**TO-DO LIST:**
A – List the institutions where the Leo Bogart article says he taught marketing.
B – Summarize the Leo Bogart article in two sentences.
C – From the Leo Bogart article, write out the stretch from "Author of more" through "fellow in France.".

**SUPPLIED PASSAGE:**
= Leo Bogart =

American sociologist

Leo Bogart (1921 in Poland – October 15, 2005 in New York) was an American sociologist and media and marketing expert.

==Biography==

According to his obituary in The Independent, Bogart was "Born Jewish ... in Poland in 1921," and "had emigrated with his family to the United States aged two."

Bogart graduated from Brooklyn College in 1941, then became a U.S. Army Intelligence officer in World War II. After the war he engaged himself in the new communications sciences. During the 1960s, Bogart was among the first to analyze the declines in newspapers' readerships, television news viewerships, and radio news listenerships. He criticized the print media industry lack of marketing analysis to stop the trend.

Author of more than a dozen books and hundreds of articles, Bogart was best known for scientific analysis on the editorial content of newspapers, magazines, and television and relating the results to readership and viewership. He wrote a column for Presstime Magazine for many years.

He served as the executive vice president and general manager of the Newspaper Advertising Bureau; taught marketing at New York University, Columbia University and the Illinois Institute of Technology; and was a senior fellow at the Center for Media Studies at Columbia and a Fulbright research fellow in France.

Bogart served as president of the American Association of Public Opinion Research (AAPOR) and also the World Association of Public Opinion Research (WAPOR). He was an advocate for journalists to understand the opinion polls better that the media use.

**RECORDED DATA:**
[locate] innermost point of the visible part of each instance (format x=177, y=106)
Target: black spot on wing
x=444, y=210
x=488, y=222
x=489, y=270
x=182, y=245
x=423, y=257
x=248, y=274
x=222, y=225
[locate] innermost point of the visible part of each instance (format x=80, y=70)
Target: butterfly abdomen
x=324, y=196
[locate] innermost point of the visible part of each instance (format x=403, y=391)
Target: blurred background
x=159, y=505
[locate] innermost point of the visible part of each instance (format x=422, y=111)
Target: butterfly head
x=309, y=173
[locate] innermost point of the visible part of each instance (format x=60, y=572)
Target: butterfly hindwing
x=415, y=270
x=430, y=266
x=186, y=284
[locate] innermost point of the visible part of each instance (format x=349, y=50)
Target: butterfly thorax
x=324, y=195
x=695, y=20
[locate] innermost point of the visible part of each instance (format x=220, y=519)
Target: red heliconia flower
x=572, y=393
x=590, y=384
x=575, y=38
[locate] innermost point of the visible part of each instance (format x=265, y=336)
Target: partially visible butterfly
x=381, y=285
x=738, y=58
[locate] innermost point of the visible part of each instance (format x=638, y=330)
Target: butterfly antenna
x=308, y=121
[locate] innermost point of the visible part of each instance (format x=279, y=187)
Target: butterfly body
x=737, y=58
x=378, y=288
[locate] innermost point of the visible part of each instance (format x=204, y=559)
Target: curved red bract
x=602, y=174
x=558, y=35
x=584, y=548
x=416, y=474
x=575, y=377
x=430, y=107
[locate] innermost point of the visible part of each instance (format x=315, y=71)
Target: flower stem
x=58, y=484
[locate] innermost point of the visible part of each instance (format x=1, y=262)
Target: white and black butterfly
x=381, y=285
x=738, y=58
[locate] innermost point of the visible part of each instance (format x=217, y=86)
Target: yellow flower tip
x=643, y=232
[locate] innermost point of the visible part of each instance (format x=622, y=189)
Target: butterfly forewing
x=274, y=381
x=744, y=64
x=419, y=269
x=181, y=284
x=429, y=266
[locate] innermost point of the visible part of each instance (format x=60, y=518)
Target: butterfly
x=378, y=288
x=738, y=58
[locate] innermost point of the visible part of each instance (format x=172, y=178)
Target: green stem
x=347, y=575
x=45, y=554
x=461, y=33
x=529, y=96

**COMPLETE ANSWERS:**
A –
New York University
Columbia University
Illinois Institute of Technology

B – Leo Bogart was an American sociologist and media and marketing expert who was born in Poland in 1921 and died in New York in 2005. He wrote more than a dozen books and hundreds of articles, was among the first to analyze the declines in newspaper readership and in television and radio news audiences, taught marketing at several universities, and served as president of both AAPOR and WAPOR.

C –
Author of more than a dozen books and hundreds of articles, Bogart was best known for scientific analysis on the editorial content of newspapers, magazines, and television and relating the results to readership and viewership. He wrote a column for Presstime Magazine for many years.

He served as the executive vice president and general manager of the Newspaper Advertising Bureau; taught marketing at New York University, Columbia University and the Illinois Institute of Technology; and was a senior fellow at the Center for Media Studies at Columbia and a Fulbright research fellow in France.